• _Request_:
Copy out, in full, every line of the listing below that contains the word "blue". Matching is case-sensitive.

--------------------------------

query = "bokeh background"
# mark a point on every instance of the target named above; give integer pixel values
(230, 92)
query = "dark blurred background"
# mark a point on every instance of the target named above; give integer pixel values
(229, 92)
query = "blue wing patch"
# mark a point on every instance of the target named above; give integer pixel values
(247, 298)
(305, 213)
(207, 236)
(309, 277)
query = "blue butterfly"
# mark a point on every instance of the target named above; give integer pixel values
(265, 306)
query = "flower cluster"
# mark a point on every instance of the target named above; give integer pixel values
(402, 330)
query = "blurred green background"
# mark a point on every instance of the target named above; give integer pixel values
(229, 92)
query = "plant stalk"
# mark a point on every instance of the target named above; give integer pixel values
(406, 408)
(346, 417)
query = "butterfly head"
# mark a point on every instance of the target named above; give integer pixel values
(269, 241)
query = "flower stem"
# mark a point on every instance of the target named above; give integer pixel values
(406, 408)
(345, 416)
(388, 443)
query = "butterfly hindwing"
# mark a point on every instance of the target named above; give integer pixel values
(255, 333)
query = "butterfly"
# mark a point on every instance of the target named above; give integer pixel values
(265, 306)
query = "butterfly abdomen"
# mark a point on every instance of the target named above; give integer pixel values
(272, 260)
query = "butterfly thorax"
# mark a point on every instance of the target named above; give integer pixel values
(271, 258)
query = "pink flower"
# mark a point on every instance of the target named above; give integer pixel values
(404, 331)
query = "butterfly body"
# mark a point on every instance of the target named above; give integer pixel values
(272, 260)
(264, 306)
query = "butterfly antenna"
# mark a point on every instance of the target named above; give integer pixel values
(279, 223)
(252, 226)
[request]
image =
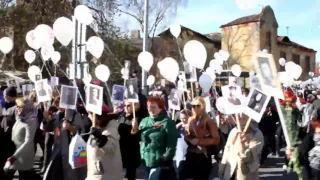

--------------------------------

• _Output of the exercise_:
query = "blue wing patch"
query = "blue butterfly"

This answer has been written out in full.